##### Supplied records

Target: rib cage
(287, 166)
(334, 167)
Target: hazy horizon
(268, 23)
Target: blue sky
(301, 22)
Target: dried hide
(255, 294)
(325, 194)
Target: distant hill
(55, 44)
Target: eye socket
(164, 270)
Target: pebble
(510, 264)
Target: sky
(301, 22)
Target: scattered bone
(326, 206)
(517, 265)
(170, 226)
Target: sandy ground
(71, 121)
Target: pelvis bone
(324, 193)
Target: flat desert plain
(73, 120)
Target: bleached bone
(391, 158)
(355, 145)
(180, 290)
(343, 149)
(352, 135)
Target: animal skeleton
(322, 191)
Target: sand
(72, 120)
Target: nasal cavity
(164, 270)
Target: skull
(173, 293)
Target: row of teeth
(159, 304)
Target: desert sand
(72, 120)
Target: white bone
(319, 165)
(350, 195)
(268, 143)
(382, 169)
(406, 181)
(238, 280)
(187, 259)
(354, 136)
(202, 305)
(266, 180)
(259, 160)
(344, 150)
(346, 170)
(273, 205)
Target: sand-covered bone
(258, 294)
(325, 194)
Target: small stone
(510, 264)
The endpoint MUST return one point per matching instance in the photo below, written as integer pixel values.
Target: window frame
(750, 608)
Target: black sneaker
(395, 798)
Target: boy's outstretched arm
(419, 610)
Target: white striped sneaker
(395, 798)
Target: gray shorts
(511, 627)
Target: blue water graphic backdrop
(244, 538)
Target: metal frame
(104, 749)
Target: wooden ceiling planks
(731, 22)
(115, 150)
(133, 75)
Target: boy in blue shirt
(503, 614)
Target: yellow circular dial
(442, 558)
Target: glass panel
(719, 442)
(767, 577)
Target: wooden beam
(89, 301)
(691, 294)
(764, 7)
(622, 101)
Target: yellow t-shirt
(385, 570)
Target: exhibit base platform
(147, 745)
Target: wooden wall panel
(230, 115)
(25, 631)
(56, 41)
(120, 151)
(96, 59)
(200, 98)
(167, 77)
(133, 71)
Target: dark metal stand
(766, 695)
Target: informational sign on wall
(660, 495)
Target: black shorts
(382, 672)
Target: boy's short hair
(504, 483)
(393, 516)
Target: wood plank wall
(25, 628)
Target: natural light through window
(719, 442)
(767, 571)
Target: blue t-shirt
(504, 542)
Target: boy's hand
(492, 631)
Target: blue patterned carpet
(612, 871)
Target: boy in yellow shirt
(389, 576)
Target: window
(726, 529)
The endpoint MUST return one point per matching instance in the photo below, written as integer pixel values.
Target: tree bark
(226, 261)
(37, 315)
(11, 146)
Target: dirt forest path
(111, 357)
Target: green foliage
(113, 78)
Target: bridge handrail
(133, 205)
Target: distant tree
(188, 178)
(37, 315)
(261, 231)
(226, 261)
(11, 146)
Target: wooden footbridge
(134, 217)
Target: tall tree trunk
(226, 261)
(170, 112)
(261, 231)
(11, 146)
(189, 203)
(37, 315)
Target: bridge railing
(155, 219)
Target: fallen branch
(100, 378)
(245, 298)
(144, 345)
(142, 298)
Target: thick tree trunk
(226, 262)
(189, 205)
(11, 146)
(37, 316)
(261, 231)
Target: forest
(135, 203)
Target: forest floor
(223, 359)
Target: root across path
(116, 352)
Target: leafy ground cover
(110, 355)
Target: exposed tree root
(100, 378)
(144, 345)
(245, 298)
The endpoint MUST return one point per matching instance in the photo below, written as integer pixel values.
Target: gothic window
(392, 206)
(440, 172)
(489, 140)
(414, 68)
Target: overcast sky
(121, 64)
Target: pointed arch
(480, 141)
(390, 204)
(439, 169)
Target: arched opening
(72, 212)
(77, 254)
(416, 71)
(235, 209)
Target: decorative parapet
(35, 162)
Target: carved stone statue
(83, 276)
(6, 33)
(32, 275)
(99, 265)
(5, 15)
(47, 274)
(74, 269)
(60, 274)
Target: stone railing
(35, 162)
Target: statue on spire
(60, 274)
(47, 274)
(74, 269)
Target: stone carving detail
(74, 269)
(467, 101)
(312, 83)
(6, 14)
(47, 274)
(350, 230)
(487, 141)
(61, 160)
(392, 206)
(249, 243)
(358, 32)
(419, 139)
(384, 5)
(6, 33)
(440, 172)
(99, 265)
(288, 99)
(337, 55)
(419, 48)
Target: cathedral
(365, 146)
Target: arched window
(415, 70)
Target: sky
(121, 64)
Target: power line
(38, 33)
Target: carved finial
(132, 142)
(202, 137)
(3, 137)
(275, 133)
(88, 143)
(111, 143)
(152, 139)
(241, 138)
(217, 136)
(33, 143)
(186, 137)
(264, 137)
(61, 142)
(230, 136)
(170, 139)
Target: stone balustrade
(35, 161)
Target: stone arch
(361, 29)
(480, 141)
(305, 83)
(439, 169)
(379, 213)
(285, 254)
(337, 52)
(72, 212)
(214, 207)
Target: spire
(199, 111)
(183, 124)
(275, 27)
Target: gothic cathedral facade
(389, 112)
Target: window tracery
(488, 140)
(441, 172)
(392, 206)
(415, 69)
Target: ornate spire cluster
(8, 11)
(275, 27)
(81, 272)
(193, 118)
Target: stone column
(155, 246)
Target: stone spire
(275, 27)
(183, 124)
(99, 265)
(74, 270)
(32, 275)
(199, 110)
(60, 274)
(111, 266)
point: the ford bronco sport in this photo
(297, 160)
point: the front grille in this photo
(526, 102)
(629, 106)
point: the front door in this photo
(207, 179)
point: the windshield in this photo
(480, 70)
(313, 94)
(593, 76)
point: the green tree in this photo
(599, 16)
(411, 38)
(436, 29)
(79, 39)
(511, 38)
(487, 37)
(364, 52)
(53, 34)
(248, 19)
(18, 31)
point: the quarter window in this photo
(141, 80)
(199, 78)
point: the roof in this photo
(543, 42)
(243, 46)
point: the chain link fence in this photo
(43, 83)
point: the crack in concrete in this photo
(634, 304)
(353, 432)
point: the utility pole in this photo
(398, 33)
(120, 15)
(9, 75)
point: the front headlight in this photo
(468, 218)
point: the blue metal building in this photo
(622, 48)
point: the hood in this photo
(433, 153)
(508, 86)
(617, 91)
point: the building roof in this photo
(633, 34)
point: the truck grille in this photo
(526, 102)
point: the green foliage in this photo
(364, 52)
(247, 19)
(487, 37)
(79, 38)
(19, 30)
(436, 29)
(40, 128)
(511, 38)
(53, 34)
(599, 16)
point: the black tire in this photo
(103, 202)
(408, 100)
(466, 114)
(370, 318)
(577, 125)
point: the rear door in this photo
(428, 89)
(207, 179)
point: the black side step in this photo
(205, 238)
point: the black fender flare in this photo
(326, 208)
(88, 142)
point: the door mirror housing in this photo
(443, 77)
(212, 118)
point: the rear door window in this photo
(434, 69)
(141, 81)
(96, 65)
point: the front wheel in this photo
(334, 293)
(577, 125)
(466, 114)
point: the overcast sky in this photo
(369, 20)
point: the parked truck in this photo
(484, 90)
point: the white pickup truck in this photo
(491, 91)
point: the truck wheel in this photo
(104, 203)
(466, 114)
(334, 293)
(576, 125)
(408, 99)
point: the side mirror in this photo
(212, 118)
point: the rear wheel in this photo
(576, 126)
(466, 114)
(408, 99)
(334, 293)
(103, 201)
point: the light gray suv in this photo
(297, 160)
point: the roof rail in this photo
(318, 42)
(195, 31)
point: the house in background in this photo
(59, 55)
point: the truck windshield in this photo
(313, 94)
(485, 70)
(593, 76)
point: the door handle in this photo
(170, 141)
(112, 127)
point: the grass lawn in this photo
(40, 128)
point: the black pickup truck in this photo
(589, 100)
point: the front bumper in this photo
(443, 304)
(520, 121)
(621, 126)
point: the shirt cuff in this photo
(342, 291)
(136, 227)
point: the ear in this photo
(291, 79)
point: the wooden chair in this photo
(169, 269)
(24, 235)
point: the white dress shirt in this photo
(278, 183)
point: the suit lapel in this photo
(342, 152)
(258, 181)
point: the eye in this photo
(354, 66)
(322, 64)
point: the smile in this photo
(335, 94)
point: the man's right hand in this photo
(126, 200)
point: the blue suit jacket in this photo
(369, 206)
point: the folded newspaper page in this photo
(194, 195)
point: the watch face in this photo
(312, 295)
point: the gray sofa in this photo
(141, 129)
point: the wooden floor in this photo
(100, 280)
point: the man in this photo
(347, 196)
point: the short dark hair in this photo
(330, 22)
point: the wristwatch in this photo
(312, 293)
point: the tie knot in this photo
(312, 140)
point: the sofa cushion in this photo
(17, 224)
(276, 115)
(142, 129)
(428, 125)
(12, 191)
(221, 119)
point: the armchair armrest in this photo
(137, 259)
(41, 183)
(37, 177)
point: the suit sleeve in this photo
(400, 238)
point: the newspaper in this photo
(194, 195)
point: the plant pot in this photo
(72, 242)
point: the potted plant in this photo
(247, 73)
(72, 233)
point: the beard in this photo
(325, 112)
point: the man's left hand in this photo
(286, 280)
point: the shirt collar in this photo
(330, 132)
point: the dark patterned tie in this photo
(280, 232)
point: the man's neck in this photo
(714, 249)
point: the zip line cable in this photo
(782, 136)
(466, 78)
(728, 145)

##########

(Exercise objective) Nothing but the lines from the one holding "point: the tie knot in this photo" through the end of the listing above should appear, each exactly as given.

(Written answer)
point: the tie knot in this photo
(312, 140)
point: the sofa cushion in this photo
(17, 224)
(276, 115)
(142, 129)
(428, 125)
(12, 191)
(221, 119)
point: the armchair armrest in this photo
(137, 259)
(41, 183)
(37, 177)
point: the suit sleeve in this photo
(400, 238)
point: the newspaper in this photo
(194, 195)
point: the plant pot in this photo
(72, 242)
point: the potted plant in this photo
(247, 73)
(72, 233)
point: the beard in this photo
(325, 112)
point: the man's left hand in this photo
(286, 280)
point: the shirt collar in this photo
(330, 132)
point: the dark patterned tie in this photo
(280, 232)
point: the man's neck in this photo
(714, 249)
point: the zip line cable in this photo
(782, 136)
(466, 78)
(728, 145)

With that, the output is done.